# Seu objetivo:
Segundo o trecho sobre a Chacina da Gruta, que posição Talvane Albuquerque ocupava na coligação de Ceci Cunha?

# Trecho do documento:
+ + + +
A família conversava na varanda de uma casa em Maceió, Alagoas.
“E de repente, eles entram e começa tudo”, lembra.
Dois homens armados abrem o portão, invadem a casa e atiram à queima-roupa. Matam a deputada federal Ceci Cunha, o marido dela, Juvenal, o cunhado Iran e a mãe dele, Ítala. Depois, eles fogem de carro.
Uma psicóloga é irmã da deputada e também estava na varanda. Viu o ataque e escapou dos tiros. Depois de 13 anos, ela resolveu falar pela primeira vez sobre aquela noite. Por questão de segurança, ela não vai ser identificada.
“A minha sogra falou primeiro: ‘Pelo amor de deus, não faça isso’. Foi quando ela recebeu o tiro em seguida. Nesse momento que eu vi o tiro nela, foi quando eu levantei e corri pra dentro da casa pra me esconder. Aí foi quando eu ouvi outra pessoa falar: ‘A deputada não é essa’. Quer dizer, a intenção era matar a deputada, a sua irmã, a minha irmã”, revela.
Ela conta que correu para dentro da casa e se escondeu embaixo de uma cama.
“Fiquei lá, aguardando quietinha, com medo”, lembra.
Ao sair, encontrou os familiares mortos. “Não podia fazer nada”, se emociona.
O crime, chamado de Chacina da Gruta, é considerado um dos mais emblemáticos do estado. Até hoje, ninguém foi punido.
O Ministério Público Federal acusa o então deputado Talvane Albuquerque de ser o mandante da chacina. Segundo o procurador, a motivação era política: assumir a vaga da deputada na Câmara Federal. Ceci Cunha tinha acabado de tomar posse.
“O deputado Talvane, ele matou, ou ele mandou matar a deputada Ceci Cunha porque ele queria ocupar o lugar dela. Ele era o primeiro suplente da coligação da qual Ceci Cunha fazia parte”, afirma Gino Sérvio Malta Lobo, procurador da república.
Além de Talvane Albuquerque, serão julgados quatro ex-assessores dele, apontados como executores do crime. Todos os acusados respondem ao processo em liberdade.
+ + + +
# Informações:
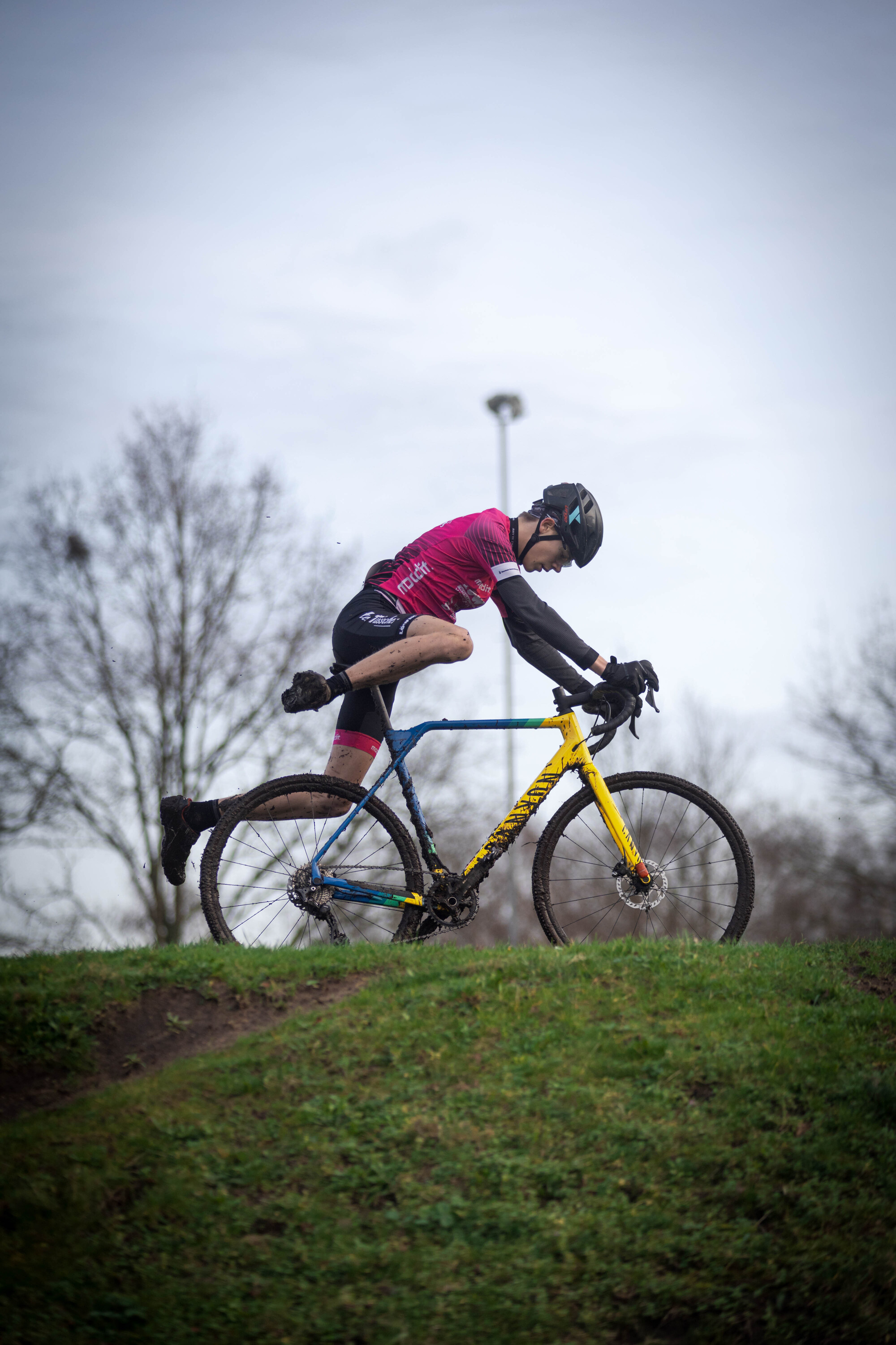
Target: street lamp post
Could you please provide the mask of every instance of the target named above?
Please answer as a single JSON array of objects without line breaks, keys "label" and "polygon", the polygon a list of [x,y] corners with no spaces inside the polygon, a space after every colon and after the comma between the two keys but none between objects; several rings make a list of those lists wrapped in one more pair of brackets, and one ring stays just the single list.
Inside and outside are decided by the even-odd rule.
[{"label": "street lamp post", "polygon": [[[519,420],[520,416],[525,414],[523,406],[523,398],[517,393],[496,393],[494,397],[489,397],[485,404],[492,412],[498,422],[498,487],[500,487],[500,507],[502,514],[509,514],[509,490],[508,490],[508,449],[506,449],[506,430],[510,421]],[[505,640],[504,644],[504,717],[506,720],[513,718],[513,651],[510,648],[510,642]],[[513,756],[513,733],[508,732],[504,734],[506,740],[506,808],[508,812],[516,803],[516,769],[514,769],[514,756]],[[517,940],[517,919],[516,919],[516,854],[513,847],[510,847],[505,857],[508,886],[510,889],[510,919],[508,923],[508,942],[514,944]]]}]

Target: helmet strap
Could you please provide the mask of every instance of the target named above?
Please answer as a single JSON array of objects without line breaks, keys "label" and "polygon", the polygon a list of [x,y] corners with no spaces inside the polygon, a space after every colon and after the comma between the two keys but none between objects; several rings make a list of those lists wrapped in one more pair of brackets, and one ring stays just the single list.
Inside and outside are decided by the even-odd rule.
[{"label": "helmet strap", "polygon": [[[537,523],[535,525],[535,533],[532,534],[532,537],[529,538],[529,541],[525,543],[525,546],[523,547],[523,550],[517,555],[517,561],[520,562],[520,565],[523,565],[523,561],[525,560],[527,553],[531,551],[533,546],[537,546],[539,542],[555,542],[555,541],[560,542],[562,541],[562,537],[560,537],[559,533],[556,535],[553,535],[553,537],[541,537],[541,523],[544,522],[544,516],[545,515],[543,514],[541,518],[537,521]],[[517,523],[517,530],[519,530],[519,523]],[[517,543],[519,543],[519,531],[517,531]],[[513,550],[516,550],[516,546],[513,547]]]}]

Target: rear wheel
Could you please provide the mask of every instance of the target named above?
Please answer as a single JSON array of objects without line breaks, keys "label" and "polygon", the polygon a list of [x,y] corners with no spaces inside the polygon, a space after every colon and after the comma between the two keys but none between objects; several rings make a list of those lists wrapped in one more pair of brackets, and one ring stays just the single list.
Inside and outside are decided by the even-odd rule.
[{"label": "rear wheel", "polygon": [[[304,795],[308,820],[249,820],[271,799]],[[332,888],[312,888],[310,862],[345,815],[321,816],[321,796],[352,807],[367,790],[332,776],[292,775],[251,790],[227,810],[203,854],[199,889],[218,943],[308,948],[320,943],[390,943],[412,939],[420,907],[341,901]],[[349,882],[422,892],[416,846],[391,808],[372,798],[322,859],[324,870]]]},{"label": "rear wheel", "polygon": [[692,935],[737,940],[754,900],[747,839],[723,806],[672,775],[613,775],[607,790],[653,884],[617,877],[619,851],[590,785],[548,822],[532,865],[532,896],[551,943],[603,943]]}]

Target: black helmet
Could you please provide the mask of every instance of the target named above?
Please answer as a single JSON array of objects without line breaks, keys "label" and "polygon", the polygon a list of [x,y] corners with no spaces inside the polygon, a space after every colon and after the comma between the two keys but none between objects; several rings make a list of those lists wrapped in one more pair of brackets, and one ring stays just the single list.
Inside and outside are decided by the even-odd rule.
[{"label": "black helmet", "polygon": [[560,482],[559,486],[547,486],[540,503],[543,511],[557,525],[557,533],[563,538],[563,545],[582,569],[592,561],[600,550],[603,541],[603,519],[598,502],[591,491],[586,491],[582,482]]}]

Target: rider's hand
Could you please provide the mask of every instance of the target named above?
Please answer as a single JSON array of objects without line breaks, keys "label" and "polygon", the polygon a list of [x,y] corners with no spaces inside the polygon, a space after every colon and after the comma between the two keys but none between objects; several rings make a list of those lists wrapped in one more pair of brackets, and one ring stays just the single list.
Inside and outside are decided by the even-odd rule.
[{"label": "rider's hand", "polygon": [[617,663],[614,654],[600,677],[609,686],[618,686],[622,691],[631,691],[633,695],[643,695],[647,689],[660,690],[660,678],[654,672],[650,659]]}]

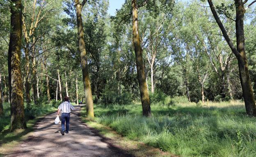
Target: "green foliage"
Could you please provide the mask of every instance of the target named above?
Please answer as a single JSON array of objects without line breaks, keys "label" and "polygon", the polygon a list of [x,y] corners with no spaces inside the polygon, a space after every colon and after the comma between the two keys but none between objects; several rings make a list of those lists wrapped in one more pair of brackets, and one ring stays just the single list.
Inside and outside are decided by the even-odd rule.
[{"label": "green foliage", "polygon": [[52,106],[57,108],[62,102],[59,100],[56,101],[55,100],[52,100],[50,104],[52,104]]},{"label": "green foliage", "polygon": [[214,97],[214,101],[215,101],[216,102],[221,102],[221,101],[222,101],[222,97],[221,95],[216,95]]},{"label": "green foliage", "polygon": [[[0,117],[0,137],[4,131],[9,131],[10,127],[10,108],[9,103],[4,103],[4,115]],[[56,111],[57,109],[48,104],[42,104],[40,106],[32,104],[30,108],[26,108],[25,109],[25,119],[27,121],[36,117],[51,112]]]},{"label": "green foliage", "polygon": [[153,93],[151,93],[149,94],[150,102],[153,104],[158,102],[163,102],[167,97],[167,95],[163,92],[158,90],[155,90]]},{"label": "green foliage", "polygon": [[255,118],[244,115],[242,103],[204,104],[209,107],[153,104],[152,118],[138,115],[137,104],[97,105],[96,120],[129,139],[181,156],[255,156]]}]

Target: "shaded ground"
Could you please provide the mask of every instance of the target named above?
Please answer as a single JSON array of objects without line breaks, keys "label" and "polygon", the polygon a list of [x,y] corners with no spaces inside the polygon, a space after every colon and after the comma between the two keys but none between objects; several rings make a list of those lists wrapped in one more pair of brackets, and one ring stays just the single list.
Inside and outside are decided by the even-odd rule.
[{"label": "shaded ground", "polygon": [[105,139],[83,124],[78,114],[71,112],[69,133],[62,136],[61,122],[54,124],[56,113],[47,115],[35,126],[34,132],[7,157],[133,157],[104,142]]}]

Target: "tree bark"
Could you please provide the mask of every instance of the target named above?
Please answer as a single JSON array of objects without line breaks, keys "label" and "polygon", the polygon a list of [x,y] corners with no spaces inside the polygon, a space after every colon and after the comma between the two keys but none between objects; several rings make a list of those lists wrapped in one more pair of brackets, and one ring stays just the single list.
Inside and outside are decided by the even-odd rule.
+ + + +
# Problema resolvido:
Ele era o primeiro suplente da coligação da qual Ceci Cunha fazia parte.